----- RECORDS FOR THE EXERCISE -----

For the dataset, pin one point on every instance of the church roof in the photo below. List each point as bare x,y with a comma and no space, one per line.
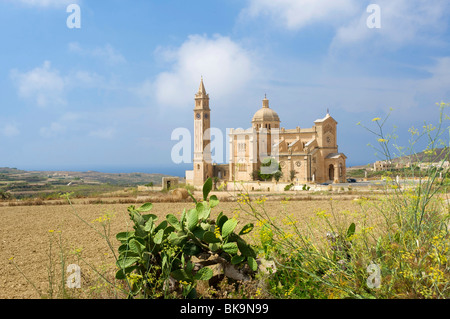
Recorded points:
335,155
328,116
265,114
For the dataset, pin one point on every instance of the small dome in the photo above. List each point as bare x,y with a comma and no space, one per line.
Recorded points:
265,114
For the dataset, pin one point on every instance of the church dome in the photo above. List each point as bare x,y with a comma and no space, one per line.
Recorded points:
265,114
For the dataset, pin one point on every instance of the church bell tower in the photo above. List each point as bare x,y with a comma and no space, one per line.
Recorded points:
202,137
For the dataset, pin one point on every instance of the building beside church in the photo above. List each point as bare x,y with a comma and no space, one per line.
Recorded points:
303,155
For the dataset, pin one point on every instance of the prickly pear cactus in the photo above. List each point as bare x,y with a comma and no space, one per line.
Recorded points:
161,252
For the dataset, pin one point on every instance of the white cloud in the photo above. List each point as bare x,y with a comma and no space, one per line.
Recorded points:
46,87
106,133
224,64
437,85
43,85
296,14
66,122
55,129
47,3
403,22
106,53
10,130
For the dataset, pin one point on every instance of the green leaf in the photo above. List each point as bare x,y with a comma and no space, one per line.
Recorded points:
351,230
192,196
136,246
158,237
204,273
191,249
207,188
149,225
162,225
245,248
199,232
228,227
122,273
145,208
181,274
246,229
213,201
192,219
237,259
221,219
126,262
252,263
214,246
175,239
148,216
210,237
230,248
123,236
189,266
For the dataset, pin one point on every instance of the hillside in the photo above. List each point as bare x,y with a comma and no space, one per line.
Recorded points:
21,184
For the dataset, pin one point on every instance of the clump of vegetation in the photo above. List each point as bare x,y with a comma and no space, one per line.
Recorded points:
165,259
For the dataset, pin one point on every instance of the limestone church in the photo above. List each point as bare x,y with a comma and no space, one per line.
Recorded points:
304,155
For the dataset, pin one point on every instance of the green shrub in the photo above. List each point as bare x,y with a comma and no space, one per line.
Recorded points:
154,254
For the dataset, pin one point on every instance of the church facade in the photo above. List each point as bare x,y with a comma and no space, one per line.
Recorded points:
299,155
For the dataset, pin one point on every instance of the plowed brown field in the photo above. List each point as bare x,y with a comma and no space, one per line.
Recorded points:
25,236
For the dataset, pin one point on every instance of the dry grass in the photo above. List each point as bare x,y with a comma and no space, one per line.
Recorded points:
26,237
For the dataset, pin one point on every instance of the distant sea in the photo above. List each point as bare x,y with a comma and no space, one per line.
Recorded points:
175,170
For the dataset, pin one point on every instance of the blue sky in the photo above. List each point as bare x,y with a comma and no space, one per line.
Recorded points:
107,96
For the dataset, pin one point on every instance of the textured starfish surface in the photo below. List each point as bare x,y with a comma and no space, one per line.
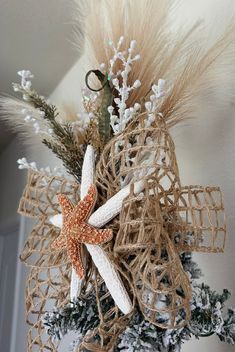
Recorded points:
76,231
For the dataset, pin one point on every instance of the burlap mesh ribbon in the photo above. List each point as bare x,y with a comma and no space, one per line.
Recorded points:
148,234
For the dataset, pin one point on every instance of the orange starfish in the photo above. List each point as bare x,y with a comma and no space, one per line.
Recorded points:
76,231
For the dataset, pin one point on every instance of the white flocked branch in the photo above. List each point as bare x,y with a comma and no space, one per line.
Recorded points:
98,219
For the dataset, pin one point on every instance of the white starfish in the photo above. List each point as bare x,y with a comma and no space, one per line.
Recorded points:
98,219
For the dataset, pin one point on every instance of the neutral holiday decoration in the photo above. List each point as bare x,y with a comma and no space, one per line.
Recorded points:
115,227
141,336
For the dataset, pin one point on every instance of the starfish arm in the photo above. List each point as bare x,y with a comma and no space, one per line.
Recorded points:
74,252
60,242
91,235
85,206
66,206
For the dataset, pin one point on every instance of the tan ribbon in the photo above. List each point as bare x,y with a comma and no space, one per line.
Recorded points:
149,233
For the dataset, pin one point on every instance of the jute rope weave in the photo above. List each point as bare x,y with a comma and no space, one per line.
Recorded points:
151,230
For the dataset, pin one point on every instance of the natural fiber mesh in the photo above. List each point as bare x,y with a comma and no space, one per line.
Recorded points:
161,286
152,228
147,223
112,321
200,220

-----

> TASK REQUIREMENTS
Would you please copy exactly the part of the entries above that begins at the line containing "the tan ribbon" and ends at the line containing "of the jute", both lines included?

> SOLVED EXERCISE
For the dataset, pin one point on every instance of the tan ribbon in the photo above. List each point as bare x,y with a comma and no space, one per line.
Recorded points:
149,233
For the dataset, pin one point on every instance of the jute rope weave in the photo above. List each point as bare x,y with a comma and no space, one per line.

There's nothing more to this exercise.